> **Reading passage**:
::::::::::

Being very familiar with your camera, and working through the following steps before traveling to your photography location can help maximize your efficiency while onsite.

  1. Clear the memory card: Be sure any existing photos on the memory card are saved and delete them from the card so maximum file space is available for your project.
  2. Fully charge the battery and backup battery: Note that lithium ion batteries, the type most commonly used for digital cameras, start to lose their ability to hold a charge after about five years - regardless of how much they have been used. Be sure you have enough power and backup power for your shoot.
  3. Adjust camera settings: The following recommendations are often best for site photography, but each photographer will have to make their own judgment based on their own knowledge, needs, and site conditions. Note that not all of these settings are available on all cameras:
    1. Manual focus: While auto focus may be appropriate in many cases, it is vital that the main subject of your photography be in sharp focus. Your judgment of this will usually be better than the camera's would be.
    2. Matrix exposure: This setting allows the camera to use all available light to best judge exposure which is often the best choice for site photography. Use a different setting only if you are very confident in why a different choice is necessary.
    3. Highest possible image size and quality: And if your camera offers a RAW format, use it. RAW files capture visual and metadata (metadata is information included in the photo files, like camera and lens type and date/ time) that jpg and TIF formats to not. Note that RAW files will probably require a plug in to open with Photoshop, but such plug ins are usually free and easily acquired from either the Abode website or the camera manufacturer's website. When opening a RAW format photo in Photoshop, an adjustment panel will let you fine-tune settings such as exposure, white balance, image contrast, and more.

::::::::::

> **Short problem 1**:
In the camera preparation guide, after roughly how long do lithium ion batteries start losing their ability to hold a charge?
> **Short problem 2**:
Write the next part of the camera preparation guide, picking up right after its final sentence.

> **Record list**:
::::::::::

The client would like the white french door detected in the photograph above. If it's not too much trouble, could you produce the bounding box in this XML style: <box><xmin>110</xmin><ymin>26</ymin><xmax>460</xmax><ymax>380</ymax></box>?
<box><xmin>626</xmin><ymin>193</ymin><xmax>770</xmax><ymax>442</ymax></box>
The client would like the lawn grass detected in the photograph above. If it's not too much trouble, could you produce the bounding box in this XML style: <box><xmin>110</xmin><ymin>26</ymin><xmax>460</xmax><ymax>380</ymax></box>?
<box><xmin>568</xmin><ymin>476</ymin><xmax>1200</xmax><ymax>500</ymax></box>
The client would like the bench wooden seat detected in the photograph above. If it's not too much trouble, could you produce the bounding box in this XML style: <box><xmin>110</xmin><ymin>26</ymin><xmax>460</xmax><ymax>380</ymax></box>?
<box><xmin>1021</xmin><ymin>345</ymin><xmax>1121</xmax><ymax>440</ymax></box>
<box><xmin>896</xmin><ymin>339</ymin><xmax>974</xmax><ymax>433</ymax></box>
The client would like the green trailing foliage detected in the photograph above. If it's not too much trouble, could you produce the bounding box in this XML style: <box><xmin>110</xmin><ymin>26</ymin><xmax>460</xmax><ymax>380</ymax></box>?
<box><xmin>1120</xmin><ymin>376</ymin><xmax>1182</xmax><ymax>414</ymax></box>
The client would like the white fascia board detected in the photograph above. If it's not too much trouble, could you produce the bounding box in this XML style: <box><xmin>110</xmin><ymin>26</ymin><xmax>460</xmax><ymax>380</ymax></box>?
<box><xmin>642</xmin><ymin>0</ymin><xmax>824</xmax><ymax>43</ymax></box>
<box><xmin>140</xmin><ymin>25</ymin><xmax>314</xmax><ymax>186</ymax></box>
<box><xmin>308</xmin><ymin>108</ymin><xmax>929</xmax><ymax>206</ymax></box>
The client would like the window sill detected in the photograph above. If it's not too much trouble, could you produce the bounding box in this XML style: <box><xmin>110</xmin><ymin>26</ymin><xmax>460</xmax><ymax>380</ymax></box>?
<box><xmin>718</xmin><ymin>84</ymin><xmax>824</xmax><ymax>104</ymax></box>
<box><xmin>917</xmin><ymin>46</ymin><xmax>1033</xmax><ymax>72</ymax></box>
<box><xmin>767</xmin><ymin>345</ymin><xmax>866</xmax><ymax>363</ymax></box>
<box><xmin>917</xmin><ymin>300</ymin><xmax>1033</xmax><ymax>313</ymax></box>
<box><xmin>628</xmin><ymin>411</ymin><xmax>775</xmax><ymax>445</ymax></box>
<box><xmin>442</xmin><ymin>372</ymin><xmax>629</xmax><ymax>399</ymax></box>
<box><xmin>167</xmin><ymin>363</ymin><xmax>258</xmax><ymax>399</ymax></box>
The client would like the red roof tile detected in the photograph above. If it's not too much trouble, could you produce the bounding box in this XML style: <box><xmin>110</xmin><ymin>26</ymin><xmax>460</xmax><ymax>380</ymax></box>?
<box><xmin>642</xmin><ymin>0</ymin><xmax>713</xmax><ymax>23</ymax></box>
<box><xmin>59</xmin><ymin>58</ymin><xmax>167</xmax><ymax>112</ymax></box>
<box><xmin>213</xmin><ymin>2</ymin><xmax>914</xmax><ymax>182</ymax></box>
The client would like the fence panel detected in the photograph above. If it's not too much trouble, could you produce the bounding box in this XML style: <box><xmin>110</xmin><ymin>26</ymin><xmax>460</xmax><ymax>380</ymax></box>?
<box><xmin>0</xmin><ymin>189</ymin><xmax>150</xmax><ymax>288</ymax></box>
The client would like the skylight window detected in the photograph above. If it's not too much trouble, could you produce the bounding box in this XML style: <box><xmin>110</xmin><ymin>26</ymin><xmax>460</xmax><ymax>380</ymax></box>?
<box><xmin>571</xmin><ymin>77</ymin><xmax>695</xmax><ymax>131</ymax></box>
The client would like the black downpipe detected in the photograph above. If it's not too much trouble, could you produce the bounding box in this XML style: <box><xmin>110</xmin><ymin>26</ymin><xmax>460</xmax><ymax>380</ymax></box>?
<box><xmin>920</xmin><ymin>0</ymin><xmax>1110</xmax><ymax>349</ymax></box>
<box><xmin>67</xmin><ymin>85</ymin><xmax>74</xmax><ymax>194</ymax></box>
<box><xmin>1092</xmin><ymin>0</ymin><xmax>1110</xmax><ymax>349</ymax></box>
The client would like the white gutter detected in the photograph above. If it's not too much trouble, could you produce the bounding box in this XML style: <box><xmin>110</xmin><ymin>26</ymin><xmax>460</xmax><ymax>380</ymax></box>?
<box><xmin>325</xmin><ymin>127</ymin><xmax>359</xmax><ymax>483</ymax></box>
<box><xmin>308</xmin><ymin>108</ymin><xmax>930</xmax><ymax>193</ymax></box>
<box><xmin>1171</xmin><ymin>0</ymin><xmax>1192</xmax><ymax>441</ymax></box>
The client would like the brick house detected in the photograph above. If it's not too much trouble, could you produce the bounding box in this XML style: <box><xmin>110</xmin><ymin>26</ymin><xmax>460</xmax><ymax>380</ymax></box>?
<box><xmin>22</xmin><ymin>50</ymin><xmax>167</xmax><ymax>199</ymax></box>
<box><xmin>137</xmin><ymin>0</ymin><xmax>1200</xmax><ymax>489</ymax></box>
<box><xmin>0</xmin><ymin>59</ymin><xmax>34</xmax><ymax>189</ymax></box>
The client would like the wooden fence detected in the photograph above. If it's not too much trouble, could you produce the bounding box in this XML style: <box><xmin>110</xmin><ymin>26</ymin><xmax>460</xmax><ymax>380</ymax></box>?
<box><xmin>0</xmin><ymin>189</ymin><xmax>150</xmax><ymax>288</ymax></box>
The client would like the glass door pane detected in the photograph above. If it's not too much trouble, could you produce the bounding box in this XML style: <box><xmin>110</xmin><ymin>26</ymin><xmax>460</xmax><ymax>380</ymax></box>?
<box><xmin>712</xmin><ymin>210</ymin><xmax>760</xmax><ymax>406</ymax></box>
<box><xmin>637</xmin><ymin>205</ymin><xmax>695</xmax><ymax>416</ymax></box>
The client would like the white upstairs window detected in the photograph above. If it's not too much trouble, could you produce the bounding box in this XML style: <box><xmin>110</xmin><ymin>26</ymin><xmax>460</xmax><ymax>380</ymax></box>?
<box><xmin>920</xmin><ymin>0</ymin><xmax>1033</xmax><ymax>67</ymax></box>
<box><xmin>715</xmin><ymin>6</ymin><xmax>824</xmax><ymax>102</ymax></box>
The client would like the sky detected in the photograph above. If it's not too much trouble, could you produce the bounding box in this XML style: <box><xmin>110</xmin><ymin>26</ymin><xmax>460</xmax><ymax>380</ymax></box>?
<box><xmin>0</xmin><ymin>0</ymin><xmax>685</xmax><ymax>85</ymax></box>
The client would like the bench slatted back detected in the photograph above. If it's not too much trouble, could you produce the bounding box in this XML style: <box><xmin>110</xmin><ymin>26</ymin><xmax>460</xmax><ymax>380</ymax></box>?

::::::::::

> **Task output 1**:
After about five years, regardless of how much they have been used.

> **Task output 2**:
    4. Poor resolution = poor image quality

      Always take photos at the maximum quality and size that the camera offers or image detail quality will suffer

    5. "Auto" mode: Opinions on this differ, but unless you are an expert photographer, using Auto mode will save you the time and trouble of selecting shutter and aperture settings for each shot you take. Auto mode on modern cameras will very likely give you useable images and color/contrast corrections can be made later with imaging software such as Photoshop. An exception to this is focusing, which should be manual instead of auto because while cameras can accurately judge lighting conditions, they can't always judge what element of a scene is most important.
      1. For the advanced user: A long depth-of-field is usually desirable for site photography because the goal is to capture as much precise visual information as possible as opposed to highlighting specific subjects with focal variance. Towards this goal, an aperture-priority setting with the highest possible numerical aperture may work best. The tradeoff of course is that a slower shutter speed may blur moving objects such as cars. So this option should be considered carefully before being used.
    6. Turn flash off: In field photography a flash is essentially useless. It may even make uniform lighting more difficult, and it consumes battery power.